━━━ Given data

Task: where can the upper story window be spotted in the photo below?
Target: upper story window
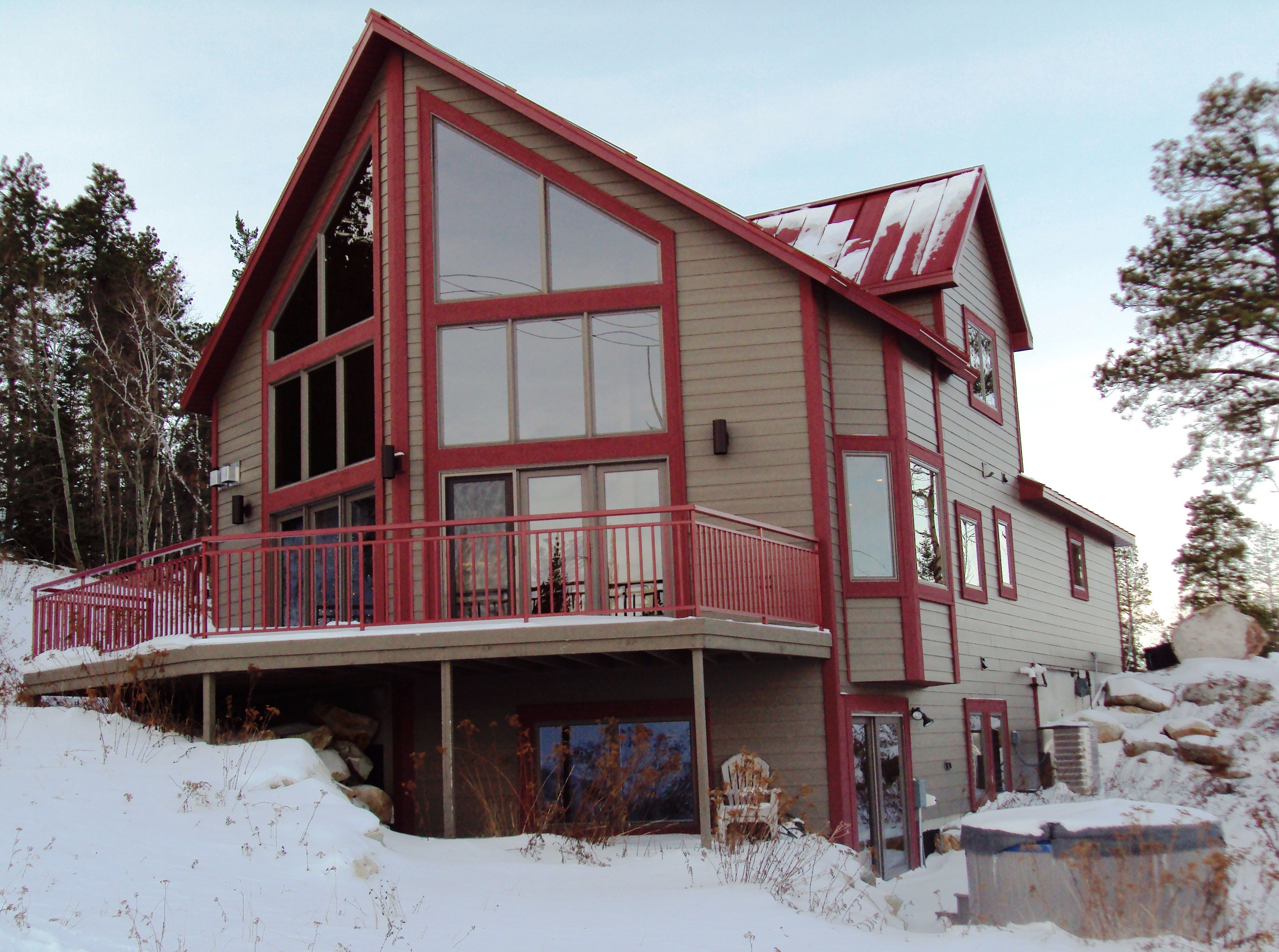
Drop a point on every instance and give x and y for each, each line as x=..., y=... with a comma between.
x=502, y=229
x=926, y=508
x=336, y=290
x=984, y=359
x=869, y=516
x=1079, y=563
x=557, y=378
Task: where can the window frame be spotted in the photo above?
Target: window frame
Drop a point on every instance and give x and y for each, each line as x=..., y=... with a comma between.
x=1001, y=517
x=971, y=319
x=513, y=382
x=1075, y=542
x=968, y=514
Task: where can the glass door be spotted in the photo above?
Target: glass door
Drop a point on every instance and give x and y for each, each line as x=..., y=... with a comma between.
x=883, y=826
x=480, y=560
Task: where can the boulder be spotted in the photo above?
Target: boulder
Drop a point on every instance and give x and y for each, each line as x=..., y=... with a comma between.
x=346, y=725
x=1219, y=631
x=1138, y=743
x=1108, y=726
x=1246, y=691
x=1208, y=751
x=1187, y=727
x=356, y=758
x=375, y=800
x=1128, y=691
x=336, y=764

━━━━━━

◆ Goal
Render the entire listing above as a JSON list of strings, one string per line, with blank lines left out. Leave the picture out of your answer.

◆ Response to this task
[
  "Task: where can the upper story window be spotted in the photo below?",
  "Target: upper story window",
  "Drop a point on every instance and give x and y for each, each line as x=..., y=... with a comma between.",
  "x=502, y=229",
  "x=926, y=508",
  "x=336, y=290",
  "x=984, y=359",
  "x=869, y=516",
  "x=1079, y=563",
  "x=557, y=378",
  "Task: where can the window frame be spotted in the photo above?",
  "Target: window frame",
  "Drop a point on every instance and give x and y for each, each line as x=..., y=... with a comma between.",
  "x=1001, y=517",
  "x=971, y=319",
  "x=513, y=382",
  "x=1075, y=542",
  "x=968, y=514",
  "Task: where can the glass door be spotted in the photo above?",
  "Target: glass door",
  "Drop a point on every instance and give x and y for each, each line as x=..., y=... with a comma between.",
  "x=883, y=826",
  "x=480, y=560",
  "Task: where can the boulder be spotted in the photo above?",
  "Target: boulder",
  "Drop a point on every instance and give x and y for each, each line as x=..., y=... with a comma between.",
  "x=346, y=725",
  "x=1219, y=631",
  "x=1138, y=743",
  "x=1108, y=726",
  "x=1246, y=691",
  "x=1208, y=751",
  "x=1187, y=727",
  "x=356, y=758",
  "x=375, y=800",
  "x=1128, y=691",
  "x=336, y=764"
]